The Tiger Who Came To Tea

The Tiger Who Came to Tea: Interview with David Walliams (Narrator)

Category: Interview

When did you first encounter Judith Kerr’s book?

I didn’t encounter the book as a child, which is a shame because it’s the ultimate children’s book. But I encountered it probably about 10 or 12 years ago. We [David and Judith Kerr] share a publisher in Harper Collins and I got to meet Judith. Then I started to piece together all this incredible work that she made and at the top of the tree is this masterpiece.

What was your first reaction to it?

The book is a thing of beauty. I mean Judith Kerr was not only an incredible writer, she was obviously a world-class illustrator as well. And that on the surface of it seems very simple because you think: ‘Oh animal comes to tea’ but if you start thinking about it, you’re thinking: ‘Oh well, this is a tiger and, out of all the animals she could have chosen, she picked out one that was really dangerous’. And then it has this really surprising, almost downbeat, ending, with the tiger never coming again which leaves this question, why? And I think that’s why children and parents have returned to it over and over again.

The book was first published in 1968; It’s not been out of print for 51 years. This Christmas it will be on Channel 4. What is its enduring appeal? 

I think the book is almost like a piece of instant nostalgia because it does make you think of your own childhood. And I do think that we would want to share that with children. A lot of children’s things have nostalgia, like Harry Potter instantly had a sense of nostalgia to it.

I think the book is very comforting. And Judith said herself that she thought it was quite popular because it was short and parents quite liked reading short stories to their kids! [Laughs] But I think it’s beautifully told. There isn’t a word out of place, the illustrations are just gorgeous. And I think there is a tension throughout because it is a tiger. I know Michael Rosen was trying to draw comparisons with Judith’s experiences as a child fleeing Nazi Germany because he seemed to think that the tiger was the Nazi’s. She denies that. But who knows what goes on in someone’s subconscious when they create a story. Certainly it is a very interesting puzzle. And it is deceptively simple. I think it’s the kind of book that everyone thinks‚ ‘Oh, I could write a story like that’. Well, just try! Because in fifty-one years no one has written anything quite like that again.

What is the story really about to you?

I think the story is about childhood because the fact that the tiger only visits Sophie and her mum once, and they’re the only people to see it, makes me think that it’s something that she imagines. And the fact that it doesn’t come again is maybe because childhood is something you pass through and then the wonderful imagination that you have as a child sort of changes, doesn’t it? And the imaginary world and the real world stop blurring. And now there’s just the real world. So that’s my reading of it, whether that be Judith’s or someone else’s, I don’t know. But I think there are sort of multiple readings of it. Which is why I think it’s such a favourite for so many people.

What to work on:
#1 According to the interview, in what year was the book first published?
#2 Reproduce the rows from their first line through the line containing "432,96,502,127", both included, with "Query" swapped for "Label" and nothing else changed.

Data rows:

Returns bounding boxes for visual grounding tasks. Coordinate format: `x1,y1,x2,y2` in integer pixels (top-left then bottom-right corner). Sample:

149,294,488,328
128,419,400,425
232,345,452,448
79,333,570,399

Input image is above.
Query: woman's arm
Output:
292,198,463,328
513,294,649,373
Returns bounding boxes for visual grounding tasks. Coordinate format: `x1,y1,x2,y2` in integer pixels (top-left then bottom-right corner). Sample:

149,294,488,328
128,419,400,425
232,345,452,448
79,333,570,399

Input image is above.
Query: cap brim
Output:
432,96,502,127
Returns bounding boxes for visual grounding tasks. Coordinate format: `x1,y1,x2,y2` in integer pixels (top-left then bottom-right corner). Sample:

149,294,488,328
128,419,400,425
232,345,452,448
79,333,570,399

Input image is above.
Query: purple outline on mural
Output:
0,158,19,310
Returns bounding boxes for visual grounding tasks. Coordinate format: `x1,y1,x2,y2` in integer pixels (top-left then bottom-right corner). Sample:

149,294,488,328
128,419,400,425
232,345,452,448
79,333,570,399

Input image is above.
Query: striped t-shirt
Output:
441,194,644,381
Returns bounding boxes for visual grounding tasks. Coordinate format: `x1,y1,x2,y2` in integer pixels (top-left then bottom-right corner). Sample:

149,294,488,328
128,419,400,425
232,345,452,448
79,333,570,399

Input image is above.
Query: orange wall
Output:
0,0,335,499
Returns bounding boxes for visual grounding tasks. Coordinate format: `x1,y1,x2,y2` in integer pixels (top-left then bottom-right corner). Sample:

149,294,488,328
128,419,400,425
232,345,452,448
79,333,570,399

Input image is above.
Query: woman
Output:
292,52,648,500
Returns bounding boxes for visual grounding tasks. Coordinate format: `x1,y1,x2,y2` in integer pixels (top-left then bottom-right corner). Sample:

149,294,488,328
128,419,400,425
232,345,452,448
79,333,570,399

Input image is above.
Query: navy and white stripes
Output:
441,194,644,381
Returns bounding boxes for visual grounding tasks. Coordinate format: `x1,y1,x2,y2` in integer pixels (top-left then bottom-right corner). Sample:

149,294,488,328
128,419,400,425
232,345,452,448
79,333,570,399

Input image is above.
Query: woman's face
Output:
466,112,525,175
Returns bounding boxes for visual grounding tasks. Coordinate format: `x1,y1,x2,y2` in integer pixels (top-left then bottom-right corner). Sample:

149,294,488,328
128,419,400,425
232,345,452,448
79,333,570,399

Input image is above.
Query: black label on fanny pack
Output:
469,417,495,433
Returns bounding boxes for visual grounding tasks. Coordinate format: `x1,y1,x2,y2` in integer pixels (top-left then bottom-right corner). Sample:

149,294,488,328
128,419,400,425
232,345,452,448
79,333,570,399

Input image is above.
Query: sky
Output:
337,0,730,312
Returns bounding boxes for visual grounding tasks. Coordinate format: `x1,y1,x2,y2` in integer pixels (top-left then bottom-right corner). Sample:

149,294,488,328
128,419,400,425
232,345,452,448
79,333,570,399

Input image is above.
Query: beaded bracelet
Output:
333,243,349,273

Answers for this exercise:
#1 1968

#2
Returns bounding boxes for visual grounding tasks. Coordinate format: `x1,y1,x2,y2` in integer pixels (top-left then bottom-right corner). Sample:

149,294,488,328
128,419,400,425
232,345,452,448
79,333,570,399

Input image is above.
Label: woman's arm
Output:
292,198,463,328
513,294,649,373
Returns bounding boxes for visual grounding tasks. Coordinate format: `x1,y1,x2,y2` in integer pixels (top-left then bottom-right corner). Sample:

149,294,488,328
128,419,400,425
232,345,452,448
79,333,570,399

Input image is above.
Label: cap brim
Output:
432,96,502,127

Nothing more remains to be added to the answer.